# EN QUÉ CONSISTE
Reproduzca palabra por palabra el pasaje sobre el neoliberalismo y la economía de las plataformas digitales que figura más abajo.

# PASAJE ORIGINAL
####

Así pues, en la primera parte del libro, se hace patente que la extensión de la precariedad como condición existencial y la aparición de condiciones de servidumbre y de formas de explotación viene dado, en parte, por la economía de las plataformas digitales (Deliveroo, Amazon, Uber, Wallapop…) y parapetado ideológicamente con el coaching, el mindfullness o el discurso del emprendedor, que, en palabras de Rodrigo Amirola, “conquistan incluso el propio yo de los sujetos”. Resumiendo, pues, en esta primera parte, vemos cómo el neoliberalismo no es solo un sistema de dominación, sino una forma de vida real, que adapta a los individuos, y los hace más resistentes al sufrimiento, porque como decíamos más arriba, la victoria del neoliberalismo está en que “su presencia sea su ausencia”. Porque en lo que realmente se basa la economía de estas plataformas digitales es en que “se hace de la necesidad virtud, se trata de buscar soluciones a realidades infames, pero nunca se cuestiona lo infame que es la realidad”.

####

Datos de expresiones referenciales

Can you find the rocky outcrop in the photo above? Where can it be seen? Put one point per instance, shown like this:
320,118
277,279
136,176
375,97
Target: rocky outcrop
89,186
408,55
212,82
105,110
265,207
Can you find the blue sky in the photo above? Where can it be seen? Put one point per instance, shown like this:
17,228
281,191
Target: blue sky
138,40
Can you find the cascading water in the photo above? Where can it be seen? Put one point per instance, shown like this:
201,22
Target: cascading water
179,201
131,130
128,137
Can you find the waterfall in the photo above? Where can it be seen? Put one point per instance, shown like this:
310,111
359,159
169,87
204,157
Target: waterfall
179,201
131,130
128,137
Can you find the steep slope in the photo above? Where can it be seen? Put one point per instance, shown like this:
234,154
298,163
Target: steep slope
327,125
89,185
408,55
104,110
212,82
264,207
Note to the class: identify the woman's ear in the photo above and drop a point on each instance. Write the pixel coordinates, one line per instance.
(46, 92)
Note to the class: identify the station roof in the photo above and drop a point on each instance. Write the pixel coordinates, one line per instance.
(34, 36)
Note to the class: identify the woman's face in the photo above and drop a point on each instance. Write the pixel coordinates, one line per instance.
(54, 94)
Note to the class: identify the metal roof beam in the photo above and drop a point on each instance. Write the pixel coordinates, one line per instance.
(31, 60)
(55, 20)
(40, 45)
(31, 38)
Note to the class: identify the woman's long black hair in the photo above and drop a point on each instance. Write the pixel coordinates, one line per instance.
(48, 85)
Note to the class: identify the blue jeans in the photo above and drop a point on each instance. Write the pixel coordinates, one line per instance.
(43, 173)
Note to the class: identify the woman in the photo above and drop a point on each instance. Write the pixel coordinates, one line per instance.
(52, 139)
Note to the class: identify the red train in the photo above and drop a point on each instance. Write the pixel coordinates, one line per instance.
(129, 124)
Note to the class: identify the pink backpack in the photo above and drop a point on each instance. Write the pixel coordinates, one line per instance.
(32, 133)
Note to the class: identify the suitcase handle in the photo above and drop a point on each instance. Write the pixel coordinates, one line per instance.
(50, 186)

####

# RESPUESTA
Así pues, en la primera parte del libro, se hace patente que la extensión de la precariedad como condición existencial y la aparición de condiciones de servidumbre y de formas de explotación viene dado, en parte, por la economía de las plataformas digitales (Deliveroo, Amazon, Uber, Wallapop…) y parapetado ideológicamente con el coaching, el mindfullness o el discurso del emprendedor, que, en palabras de Rodrigo Amirola, “conquistan incluso el propio yo de los sujetos”. Resumiendo, pues, en esta primera parte, vemos cómo el neoliberalismo no es solo un sistema de dominación, sino una forma de vida real, que adapta a los individuos, y los hace más resistentes al sufrimiento, porque como decíamos más arriba, la victoria del neoliberalismo está en que “su presencia sea su ausencia”. Porque en lo que realmente se basa la economía de estas plataformas digitales es en que “se hace de la necesidad virtud, se trata de buscar soluciones a realidades infames, pero nunca se cuestiona lo infame que es la realidad”.